Extrait choisi:

——

Le modèle de peau humaine du Laboratoire d'organogénèse expérimentale est formé de couches bien distinctes dans lesquelles on trouve des cellules (en rouge), du collagène (en bleu) et des vaisseaux sanguins. La masse circulaire au centre de l'image est formée de cellules cancéreuses.
— LOEX
Le directeur du LOEX en connaît un bout sur la culture cutanée puisqu'il étudie la question depuis bientôt 30 ans. À force d'essais et erreurs, son équipe est parvenue à reconstituer in vitro les différentes couches de la peau, puis à leur fournir les conditions gagnantes pour qu'elles s'organisent en un tout cohérent. Cette peau autoassemblée comprend un épiderme, une couche basale et un derme dans lequel on trouve des vaisseaux sanguins.
Pour produire leur modèle de peau cancéreuse, les chercheurs ont ajouté deux types de mélanomes – un qui produit des métastases et l'autre non – au milieu dans lequel l'épiderme est cultivé. «En conditions réelles, c'est dans cette couche que les mélanomes apparaissent, signale le professeur Auger. Par la suite, ils se développent de façon radiale avant de plonger vers le derme. Les mélanomes qui produisent des métastases peuvent alors migrer en empruntant la circulation sanguine. Les choses se passent de la même façon dans notre modèle de peau.»

——

(Entrées enregistrées)
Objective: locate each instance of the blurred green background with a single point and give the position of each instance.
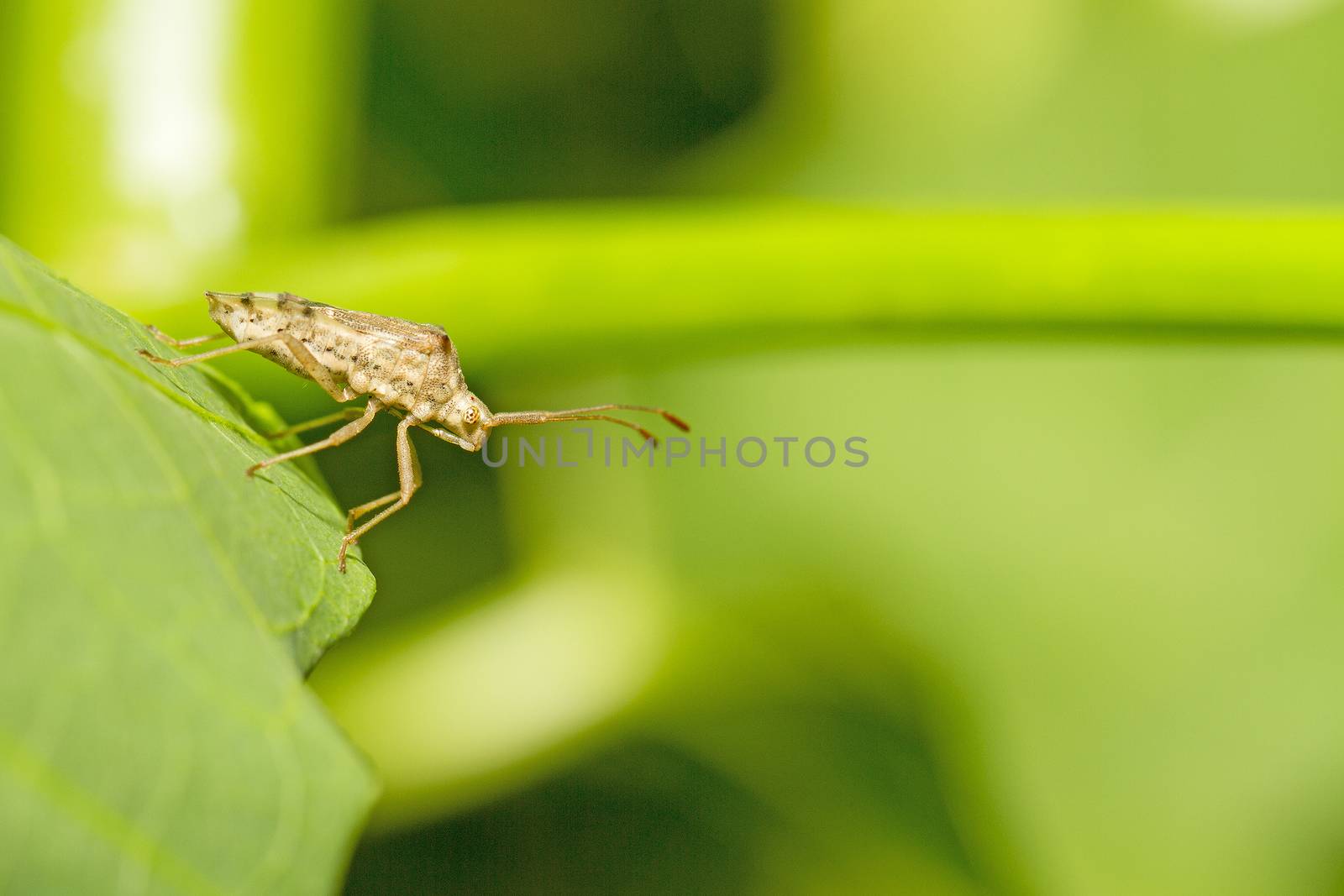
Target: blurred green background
(1070, 268)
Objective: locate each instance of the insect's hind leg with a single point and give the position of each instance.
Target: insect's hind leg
(409, 474)
(183, 343)
(302, 356)
(344, 414)
(339, 437)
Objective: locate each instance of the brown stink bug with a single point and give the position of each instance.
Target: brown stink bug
(409, 369)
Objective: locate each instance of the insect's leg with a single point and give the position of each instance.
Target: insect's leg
(365, 508)
(183, 343)
(409, 474)
(306, 359)
(448, 437)
(340, 436)
(344, 414)
(206, 356)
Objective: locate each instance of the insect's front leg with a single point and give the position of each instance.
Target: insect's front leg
(448, 437)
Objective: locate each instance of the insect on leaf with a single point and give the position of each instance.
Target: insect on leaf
(158, 614)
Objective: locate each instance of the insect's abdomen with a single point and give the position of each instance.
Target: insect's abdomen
(328, 344)
(403, 378)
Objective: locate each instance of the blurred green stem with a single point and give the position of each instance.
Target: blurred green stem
(660, 281)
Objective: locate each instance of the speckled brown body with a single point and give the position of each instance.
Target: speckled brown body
(405, 365)
(407, 369)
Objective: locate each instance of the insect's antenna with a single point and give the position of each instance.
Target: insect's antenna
(578, 412)
(533, 418)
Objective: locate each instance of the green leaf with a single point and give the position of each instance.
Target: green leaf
(158, 611)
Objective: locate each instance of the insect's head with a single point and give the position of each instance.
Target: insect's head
(468, 417)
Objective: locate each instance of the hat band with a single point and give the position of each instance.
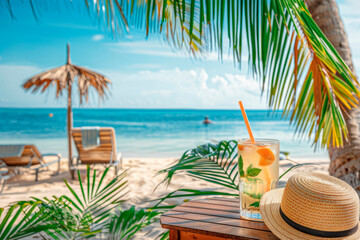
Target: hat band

——

Consigne de travail 1:
Répondez, s'il vous plaît, à ces questions sur l'extrait sur le modèle de peau :
(a) Depuis combien de temps le directeur du LOEX étudie-t-il la culture cutanée ?
(b) Quelle couleur représente le collagène sur l'image ?
(c) Combien de types de mélanomes les chercheurs ont-ils ajoutés ?
Consigne de travail 2:
Recopiez fidèlement le passage de l'extrait sur le modèle de peau compris entre «Le modèle de» et «de cellules cancéreuses.», bornes incluses.
Consigne de travail 3:
Indiquez si chaque affirmation concorde avec l'extrait sur le modèle de peau :
(a) Le derme de la peau autoassemblée contient des vaisseaux sanguins.
(b) Les deux types de mélanomes ajoutés produisent des métastases.
(c) La masse circulaire au centre de l'image est formée de collagène.

Réponse attendue 1:
(a) Depuis bientôt 30 ans.
(b) Le bleu.
(c) Deux.

Réponse attendue 2:
Le modèle de peau humaine du Laboratoire d'organogénèse expérimentale est formé de couches bien distinctes dans lesquelles on trouve des cellules (en rouge), du collagène (en bleu) et des vaisseaux sanguins. La masse circulaire au centre de l'image est formée de cellules cancéreuses.

Réponse attendue 3:
(a) Oui : «un derme dans lequel on trouve des vaisseaux sanguins».
(b) Non : «un qui produit des métastases et l'autre non».
(c) Non : «La masse circulaire au centre de l'image est formée de cellules cancéreuses».